Task data →
▼

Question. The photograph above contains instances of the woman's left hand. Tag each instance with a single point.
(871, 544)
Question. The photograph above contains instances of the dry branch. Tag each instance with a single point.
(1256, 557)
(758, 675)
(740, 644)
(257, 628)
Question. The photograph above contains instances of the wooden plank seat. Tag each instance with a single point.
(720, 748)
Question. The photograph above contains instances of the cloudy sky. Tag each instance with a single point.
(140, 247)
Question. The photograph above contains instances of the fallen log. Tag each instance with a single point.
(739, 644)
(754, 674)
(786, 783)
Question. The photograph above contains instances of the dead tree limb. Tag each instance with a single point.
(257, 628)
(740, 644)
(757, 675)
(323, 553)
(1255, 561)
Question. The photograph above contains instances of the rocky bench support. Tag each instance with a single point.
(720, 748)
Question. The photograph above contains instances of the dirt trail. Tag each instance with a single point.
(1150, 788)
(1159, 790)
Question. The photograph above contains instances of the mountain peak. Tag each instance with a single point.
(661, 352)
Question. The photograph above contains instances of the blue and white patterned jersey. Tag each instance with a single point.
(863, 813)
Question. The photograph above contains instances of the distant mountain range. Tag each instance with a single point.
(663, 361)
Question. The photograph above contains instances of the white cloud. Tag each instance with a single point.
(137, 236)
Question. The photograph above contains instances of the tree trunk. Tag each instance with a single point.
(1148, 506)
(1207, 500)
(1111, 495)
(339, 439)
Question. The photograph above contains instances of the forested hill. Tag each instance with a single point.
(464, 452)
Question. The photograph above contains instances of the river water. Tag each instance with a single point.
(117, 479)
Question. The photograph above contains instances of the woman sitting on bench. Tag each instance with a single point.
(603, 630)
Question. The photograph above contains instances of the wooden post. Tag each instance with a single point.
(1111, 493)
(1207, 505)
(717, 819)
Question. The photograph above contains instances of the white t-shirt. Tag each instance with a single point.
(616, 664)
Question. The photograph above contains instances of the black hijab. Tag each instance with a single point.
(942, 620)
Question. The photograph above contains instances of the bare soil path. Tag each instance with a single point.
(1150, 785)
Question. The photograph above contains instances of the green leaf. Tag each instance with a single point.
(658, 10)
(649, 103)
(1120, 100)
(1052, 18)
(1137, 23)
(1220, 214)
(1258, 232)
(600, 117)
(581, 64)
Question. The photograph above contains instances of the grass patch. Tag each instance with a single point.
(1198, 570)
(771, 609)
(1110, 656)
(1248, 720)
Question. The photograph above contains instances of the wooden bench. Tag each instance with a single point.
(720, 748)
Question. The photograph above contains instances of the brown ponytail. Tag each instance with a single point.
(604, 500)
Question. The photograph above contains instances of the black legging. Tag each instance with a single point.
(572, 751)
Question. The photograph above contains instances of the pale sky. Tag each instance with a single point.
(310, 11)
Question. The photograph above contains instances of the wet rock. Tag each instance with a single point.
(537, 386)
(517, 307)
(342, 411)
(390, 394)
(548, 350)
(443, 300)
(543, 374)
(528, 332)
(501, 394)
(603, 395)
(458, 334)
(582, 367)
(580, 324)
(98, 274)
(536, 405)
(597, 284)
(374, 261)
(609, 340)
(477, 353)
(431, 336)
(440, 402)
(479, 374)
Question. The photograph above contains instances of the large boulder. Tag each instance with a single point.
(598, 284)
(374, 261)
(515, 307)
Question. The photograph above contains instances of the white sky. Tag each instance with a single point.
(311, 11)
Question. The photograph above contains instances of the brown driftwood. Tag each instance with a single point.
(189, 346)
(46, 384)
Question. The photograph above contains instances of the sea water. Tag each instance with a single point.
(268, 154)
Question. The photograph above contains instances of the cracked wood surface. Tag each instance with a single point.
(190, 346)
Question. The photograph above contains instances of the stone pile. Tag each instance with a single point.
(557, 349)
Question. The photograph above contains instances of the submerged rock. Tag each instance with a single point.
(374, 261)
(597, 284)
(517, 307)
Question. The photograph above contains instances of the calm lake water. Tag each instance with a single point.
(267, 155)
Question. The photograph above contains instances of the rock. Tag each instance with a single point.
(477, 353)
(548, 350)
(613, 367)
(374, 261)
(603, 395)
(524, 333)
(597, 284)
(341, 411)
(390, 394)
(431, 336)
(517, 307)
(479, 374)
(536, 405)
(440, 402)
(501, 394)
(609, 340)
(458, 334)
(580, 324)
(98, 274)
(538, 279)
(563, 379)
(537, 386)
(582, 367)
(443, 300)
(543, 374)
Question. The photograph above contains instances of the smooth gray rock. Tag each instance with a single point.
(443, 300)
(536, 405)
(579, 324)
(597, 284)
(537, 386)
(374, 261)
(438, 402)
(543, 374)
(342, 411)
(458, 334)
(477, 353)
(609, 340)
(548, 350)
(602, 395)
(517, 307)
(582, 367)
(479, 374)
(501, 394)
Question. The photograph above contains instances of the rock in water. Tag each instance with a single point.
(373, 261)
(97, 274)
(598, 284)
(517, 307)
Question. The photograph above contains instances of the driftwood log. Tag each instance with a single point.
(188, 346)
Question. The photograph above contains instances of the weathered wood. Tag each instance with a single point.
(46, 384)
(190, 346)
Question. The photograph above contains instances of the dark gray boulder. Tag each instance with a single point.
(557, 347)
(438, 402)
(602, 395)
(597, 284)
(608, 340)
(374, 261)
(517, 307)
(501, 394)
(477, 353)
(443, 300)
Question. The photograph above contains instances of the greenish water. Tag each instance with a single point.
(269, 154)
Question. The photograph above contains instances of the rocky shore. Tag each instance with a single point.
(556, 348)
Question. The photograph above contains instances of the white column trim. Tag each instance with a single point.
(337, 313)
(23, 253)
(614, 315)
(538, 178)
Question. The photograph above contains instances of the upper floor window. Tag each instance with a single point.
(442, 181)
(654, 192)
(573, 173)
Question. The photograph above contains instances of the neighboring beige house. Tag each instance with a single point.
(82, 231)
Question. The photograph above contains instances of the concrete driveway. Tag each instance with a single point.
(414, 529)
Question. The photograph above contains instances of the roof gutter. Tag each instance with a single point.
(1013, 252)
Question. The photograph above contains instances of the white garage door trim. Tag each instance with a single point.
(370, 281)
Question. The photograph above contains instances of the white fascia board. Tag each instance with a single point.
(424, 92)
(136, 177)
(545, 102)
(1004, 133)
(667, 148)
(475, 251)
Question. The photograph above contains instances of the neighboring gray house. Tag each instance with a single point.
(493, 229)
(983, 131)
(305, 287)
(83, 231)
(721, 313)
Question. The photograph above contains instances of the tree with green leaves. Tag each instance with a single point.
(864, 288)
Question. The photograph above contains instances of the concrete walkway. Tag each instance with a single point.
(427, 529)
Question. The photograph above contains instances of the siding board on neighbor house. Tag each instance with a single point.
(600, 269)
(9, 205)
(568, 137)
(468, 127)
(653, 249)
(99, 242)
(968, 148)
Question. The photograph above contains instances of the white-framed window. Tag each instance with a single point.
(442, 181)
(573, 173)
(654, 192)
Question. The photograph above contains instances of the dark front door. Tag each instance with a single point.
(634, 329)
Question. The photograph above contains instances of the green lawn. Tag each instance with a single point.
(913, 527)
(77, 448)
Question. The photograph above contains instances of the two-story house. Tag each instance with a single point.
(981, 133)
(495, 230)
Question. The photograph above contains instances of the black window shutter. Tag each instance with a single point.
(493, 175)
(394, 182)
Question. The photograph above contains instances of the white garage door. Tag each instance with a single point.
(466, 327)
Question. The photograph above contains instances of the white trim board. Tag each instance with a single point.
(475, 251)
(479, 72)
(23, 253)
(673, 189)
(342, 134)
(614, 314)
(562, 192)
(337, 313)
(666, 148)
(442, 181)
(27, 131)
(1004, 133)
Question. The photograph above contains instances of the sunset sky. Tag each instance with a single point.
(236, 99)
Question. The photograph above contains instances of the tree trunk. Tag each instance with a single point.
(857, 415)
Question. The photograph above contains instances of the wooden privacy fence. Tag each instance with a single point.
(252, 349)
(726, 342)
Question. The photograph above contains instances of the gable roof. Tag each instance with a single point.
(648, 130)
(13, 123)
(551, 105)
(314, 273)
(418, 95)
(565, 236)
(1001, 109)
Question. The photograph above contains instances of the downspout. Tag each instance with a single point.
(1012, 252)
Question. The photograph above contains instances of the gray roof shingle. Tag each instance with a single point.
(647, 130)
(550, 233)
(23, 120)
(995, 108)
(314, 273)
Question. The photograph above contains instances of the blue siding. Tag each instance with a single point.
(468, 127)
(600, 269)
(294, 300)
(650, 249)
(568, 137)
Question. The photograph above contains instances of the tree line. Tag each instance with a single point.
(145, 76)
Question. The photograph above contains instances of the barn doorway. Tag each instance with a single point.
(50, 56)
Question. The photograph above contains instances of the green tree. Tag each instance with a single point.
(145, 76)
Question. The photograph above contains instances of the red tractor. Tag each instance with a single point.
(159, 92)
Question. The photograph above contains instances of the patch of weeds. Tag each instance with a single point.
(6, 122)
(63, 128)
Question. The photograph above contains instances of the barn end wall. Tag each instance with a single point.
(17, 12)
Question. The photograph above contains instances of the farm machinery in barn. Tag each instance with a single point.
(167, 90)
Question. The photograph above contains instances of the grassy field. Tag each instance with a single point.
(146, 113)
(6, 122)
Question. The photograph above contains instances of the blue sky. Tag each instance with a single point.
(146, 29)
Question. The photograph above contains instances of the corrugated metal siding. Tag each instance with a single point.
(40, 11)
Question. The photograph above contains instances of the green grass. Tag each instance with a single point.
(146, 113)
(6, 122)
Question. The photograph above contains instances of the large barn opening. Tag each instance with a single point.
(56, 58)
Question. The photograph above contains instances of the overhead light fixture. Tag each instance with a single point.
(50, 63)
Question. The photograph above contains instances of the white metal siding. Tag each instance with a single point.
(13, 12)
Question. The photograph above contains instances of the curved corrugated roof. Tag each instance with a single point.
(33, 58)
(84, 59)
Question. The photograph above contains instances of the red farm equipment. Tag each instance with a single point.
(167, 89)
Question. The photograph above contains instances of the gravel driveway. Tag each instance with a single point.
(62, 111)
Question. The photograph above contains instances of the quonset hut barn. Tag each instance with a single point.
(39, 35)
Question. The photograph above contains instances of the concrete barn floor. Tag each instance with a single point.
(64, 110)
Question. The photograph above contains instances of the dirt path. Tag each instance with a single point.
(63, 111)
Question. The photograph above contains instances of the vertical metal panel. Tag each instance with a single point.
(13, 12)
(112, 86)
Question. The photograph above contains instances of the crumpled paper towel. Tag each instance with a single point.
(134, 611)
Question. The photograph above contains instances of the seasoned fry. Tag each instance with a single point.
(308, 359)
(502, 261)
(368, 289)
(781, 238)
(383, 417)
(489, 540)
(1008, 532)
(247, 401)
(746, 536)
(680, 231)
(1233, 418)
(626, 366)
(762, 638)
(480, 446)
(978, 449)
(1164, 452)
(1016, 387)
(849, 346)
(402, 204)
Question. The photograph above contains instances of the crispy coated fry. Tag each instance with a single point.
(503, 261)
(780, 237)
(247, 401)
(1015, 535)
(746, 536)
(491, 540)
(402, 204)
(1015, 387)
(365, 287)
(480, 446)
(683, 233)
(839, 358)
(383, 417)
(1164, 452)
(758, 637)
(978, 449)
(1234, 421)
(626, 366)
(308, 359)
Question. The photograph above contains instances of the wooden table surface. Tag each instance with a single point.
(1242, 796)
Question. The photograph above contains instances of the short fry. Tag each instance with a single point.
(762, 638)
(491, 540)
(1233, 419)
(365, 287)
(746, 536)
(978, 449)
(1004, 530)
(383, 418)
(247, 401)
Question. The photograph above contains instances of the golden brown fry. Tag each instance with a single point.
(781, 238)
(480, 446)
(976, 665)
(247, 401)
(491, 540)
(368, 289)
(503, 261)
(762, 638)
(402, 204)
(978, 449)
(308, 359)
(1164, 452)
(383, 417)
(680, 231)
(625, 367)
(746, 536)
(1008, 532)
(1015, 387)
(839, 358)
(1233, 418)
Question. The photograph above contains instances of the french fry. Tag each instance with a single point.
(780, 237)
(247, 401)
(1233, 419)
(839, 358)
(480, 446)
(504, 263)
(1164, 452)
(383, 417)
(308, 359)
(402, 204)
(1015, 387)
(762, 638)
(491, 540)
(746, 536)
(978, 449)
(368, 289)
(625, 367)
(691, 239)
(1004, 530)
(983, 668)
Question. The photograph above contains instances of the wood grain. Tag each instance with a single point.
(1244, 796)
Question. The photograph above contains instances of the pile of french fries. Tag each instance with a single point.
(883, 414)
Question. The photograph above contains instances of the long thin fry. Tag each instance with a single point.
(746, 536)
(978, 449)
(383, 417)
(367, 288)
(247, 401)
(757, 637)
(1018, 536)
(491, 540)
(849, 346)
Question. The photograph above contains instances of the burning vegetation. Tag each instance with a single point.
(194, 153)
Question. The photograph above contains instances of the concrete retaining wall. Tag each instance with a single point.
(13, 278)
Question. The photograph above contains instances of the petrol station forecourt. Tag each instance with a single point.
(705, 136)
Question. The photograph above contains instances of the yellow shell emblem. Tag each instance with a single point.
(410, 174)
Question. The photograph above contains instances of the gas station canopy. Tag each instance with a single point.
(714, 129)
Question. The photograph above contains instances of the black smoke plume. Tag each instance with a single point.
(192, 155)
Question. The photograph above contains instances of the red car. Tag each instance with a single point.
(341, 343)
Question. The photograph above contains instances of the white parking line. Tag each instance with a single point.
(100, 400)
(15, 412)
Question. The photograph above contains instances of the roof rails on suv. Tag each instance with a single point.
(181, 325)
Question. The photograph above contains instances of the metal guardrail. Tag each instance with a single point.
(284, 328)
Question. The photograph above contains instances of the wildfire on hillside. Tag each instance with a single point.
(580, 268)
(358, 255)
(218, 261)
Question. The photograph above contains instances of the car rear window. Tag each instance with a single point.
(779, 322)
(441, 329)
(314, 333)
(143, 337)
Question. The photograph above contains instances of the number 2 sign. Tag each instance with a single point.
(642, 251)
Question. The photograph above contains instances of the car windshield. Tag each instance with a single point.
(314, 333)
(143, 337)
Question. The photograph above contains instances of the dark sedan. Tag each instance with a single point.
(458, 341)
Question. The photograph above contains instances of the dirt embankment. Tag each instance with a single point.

▲

What is expected → From the line holding "Question. The photograph above contains instances of the number" to the last line of the material above, reproduce every line exactly, and only those.

Result of this exercise →
Question. The photograph above contains instances of the number 2 sign. Tag each instance with a single point.
(642, 251)
Question. The photograph above contains instances of the car windshield. Tag each instance with a single point.
(314, 333)
(143, 337)
Question. The photograph above contains instances of the dark sedan. Tag each instance with a single point.
(458, 341)
Question. The photograph above contains instances of the dirt embankment. Tag each instance with a single point.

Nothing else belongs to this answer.